[Point-per-instance localization data]
:::
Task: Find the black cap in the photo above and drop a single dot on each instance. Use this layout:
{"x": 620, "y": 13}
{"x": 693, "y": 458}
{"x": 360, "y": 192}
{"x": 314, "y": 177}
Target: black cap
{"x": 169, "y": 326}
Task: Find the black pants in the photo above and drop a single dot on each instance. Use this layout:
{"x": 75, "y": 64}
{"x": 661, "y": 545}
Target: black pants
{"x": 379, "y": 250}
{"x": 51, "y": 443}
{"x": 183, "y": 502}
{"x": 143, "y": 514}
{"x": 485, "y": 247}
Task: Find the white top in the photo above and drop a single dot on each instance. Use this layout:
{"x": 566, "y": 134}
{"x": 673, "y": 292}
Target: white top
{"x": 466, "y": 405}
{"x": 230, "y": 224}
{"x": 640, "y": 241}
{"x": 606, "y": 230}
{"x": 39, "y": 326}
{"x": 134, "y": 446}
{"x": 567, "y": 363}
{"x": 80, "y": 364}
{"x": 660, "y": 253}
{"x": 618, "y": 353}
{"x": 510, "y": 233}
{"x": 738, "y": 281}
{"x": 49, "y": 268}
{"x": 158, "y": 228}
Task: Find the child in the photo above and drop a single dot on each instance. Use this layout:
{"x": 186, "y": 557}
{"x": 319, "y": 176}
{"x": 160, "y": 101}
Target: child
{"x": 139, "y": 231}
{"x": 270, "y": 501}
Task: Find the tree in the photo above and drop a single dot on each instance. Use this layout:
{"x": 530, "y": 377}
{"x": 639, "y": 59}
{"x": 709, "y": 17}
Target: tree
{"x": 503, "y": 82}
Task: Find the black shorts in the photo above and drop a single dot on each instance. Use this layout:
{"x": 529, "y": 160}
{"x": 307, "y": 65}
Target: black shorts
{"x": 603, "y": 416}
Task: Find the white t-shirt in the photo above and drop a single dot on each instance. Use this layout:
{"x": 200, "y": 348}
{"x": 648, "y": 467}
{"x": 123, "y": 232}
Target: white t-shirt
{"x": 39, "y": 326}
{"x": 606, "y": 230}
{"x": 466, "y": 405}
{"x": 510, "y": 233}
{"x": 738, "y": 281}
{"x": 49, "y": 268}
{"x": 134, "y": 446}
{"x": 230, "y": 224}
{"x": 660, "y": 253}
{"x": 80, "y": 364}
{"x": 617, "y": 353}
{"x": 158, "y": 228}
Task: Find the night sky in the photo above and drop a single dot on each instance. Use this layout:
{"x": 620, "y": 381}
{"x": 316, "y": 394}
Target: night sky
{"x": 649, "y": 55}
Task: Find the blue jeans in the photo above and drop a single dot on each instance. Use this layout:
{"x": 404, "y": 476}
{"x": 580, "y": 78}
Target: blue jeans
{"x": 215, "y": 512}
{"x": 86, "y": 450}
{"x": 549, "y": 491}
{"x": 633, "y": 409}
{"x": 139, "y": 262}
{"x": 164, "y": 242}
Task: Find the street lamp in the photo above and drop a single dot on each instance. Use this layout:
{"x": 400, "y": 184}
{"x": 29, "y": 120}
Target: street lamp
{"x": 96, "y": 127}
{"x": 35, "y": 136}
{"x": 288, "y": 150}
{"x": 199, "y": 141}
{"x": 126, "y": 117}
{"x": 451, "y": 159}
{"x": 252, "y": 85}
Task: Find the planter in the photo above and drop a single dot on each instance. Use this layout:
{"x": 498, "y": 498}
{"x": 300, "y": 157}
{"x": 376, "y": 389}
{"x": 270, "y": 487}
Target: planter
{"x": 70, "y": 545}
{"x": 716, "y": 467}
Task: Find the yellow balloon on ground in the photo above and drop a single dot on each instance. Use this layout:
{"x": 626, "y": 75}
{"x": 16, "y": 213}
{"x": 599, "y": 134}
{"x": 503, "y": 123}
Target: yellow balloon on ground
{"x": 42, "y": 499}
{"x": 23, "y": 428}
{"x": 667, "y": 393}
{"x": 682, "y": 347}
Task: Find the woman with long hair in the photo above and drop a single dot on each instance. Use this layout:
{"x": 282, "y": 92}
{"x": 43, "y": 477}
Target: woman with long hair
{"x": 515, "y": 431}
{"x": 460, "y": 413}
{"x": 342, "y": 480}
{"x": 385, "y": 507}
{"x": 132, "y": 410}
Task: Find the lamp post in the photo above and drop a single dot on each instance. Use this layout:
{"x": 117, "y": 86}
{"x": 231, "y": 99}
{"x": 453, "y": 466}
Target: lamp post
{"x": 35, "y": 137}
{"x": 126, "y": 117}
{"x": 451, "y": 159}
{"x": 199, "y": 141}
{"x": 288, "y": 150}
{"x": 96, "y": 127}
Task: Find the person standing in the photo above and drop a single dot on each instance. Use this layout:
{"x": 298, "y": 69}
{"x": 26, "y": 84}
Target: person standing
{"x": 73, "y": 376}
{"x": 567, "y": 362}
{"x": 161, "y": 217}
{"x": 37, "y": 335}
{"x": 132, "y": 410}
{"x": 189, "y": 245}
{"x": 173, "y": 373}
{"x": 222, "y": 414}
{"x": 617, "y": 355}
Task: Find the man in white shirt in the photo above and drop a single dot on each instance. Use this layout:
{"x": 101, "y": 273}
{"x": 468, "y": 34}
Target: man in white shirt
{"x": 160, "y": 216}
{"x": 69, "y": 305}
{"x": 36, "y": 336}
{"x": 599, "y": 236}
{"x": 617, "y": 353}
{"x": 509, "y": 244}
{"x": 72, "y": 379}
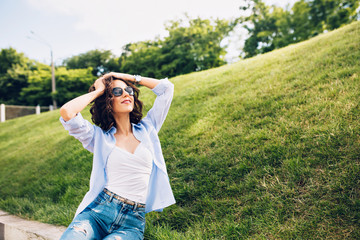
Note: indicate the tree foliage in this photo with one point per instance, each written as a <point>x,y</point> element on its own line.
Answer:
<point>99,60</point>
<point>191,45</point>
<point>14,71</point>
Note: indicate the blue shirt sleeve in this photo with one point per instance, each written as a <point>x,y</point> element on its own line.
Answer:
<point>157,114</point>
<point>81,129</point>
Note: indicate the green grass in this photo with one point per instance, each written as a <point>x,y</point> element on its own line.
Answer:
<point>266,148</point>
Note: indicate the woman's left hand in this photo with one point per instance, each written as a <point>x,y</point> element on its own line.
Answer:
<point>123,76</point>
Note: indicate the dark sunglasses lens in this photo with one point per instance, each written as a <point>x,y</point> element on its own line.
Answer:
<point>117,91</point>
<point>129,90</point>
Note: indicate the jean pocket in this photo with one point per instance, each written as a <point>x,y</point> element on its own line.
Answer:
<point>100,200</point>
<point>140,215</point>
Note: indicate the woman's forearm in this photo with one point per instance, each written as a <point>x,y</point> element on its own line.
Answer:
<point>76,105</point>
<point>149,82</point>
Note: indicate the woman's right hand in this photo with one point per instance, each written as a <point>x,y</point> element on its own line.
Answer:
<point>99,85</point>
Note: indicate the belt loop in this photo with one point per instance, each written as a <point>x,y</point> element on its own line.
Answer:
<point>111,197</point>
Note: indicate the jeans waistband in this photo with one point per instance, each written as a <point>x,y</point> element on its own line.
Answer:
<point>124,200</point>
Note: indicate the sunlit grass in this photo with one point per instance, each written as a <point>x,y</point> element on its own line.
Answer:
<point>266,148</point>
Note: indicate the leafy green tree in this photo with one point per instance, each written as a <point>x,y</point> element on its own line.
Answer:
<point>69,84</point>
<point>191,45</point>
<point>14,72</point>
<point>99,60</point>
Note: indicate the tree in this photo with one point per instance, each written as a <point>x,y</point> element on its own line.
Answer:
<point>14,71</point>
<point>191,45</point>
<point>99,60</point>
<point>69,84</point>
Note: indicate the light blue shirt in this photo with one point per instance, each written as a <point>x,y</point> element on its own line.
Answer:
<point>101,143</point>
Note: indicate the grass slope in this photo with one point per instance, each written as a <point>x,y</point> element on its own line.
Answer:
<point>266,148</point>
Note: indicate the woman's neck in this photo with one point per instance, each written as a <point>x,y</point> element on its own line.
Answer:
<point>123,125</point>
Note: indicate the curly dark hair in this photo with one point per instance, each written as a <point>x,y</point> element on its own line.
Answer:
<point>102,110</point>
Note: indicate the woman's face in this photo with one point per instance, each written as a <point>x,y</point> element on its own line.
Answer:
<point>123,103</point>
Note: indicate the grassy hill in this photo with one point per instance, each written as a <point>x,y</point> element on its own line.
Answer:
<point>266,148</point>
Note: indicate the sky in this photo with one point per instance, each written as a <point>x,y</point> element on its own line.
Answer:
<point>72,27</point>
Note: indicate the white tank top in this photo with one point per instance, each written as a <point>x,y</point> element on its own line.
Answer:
:::
• [Aim of the exercise]
Throughout the data above, copy all lines where the word "hand" is found.

• [Task response]
Note: indicate the woman's left hand in this photo with one point per instance, each written as a <point>x,y</point> element on its own line.
Note: indicate the woman's right hand in this photo with one point per instance, each written as a <point>x,y</point> element on its own line.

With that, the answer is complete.